TASK OBJECTIVE: Please turn all of the lines below into a JSON list of strings, one string per line, with blank lines and pictures left out.

=======

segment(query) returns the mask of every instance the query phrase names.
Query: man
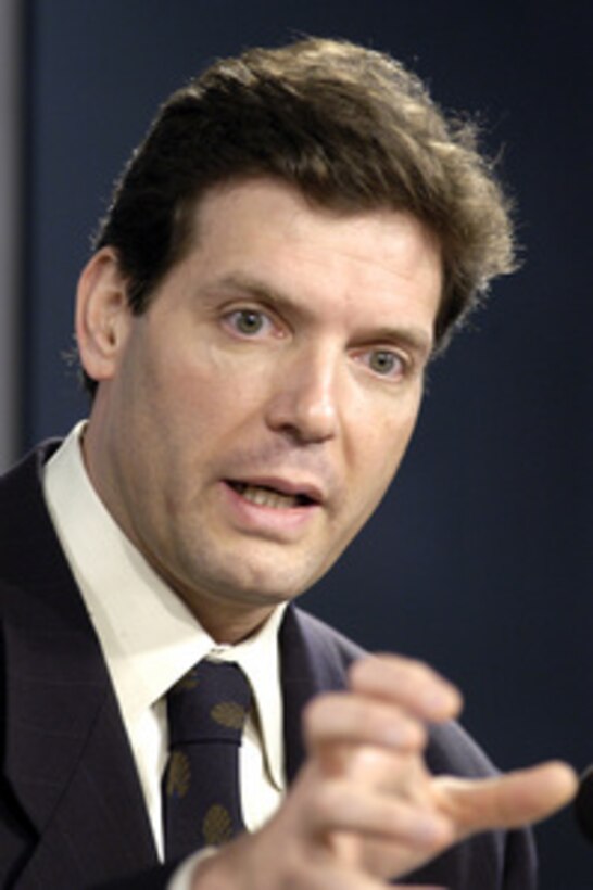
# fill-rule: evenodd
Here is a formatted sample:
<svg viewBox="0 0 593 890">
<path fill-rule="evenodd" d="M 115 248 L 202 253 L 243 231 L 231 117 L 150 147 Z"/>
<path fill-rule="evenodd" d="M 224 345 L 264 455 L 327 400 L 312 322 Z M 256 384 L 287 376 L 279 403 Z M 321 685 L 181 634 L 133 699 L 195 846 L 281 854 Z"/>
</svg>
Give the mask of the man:
<svg viewBox="0 0 593 890">
<path fill-rule="evenodd" d="M 471 135 L 386 56 L 251 51 L 165 103 L 78 284 L 88 422 L 0 488 L 3 887 L 533 886 L 529 836 L 487 829 L 553 812 L 571 771 L 497 776 L 450 684 L 292 605 L 512 266 Z M 217 848 L 229 826 L 197 819 L 186 849 L 171 702 L 204 660 L 249 681 L 249 831 Z"/>
</svg>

=======

REPLY:
[
  "segment(query) returns the mask of every instance the query phrase names.",
  "Query: man",
  "# fill-rule: evenodd",
  "Here is a formatted sample:",
  "<svg viewBox=\"0 0 593 890\">",
  "<path fill-rule=\"evenodd\" d=\"M 115 248 L 202 253 L 243 231 L 231 117 L 150 147 Z\"/>",
  "<path fill-rule=\"evenodd\" d=\"M 224 345 L 264 455 L 327 400 L 312 322 Z M 256 384 L 287 376 L 279 403 Z M 321 685 L 181 634 L 133 699 L 195 846 L 281 854 Z\"/>",
  "</svg>",
  "Give the mask of the man:",
  "<svg viewBox=\"0 0 593 890\">",
  "<path fill-rule=\"evenodd\" d=\"M 471 135 L 386 56 L 251 51 L 165 103 L 78 284 L 88 422 L 0 488 L 3 887 L 533 886 L 529 836 L 487 829 L 553 812 L 571 771 L 497 776 L 450 684 L 292 605 L 512 266 Z M 217 848 L 229 826 L 197 819 L 186 849 L 171 702 L 204 660 L 249 681 L 249 831 Z\"/>",
  "</svg>"
]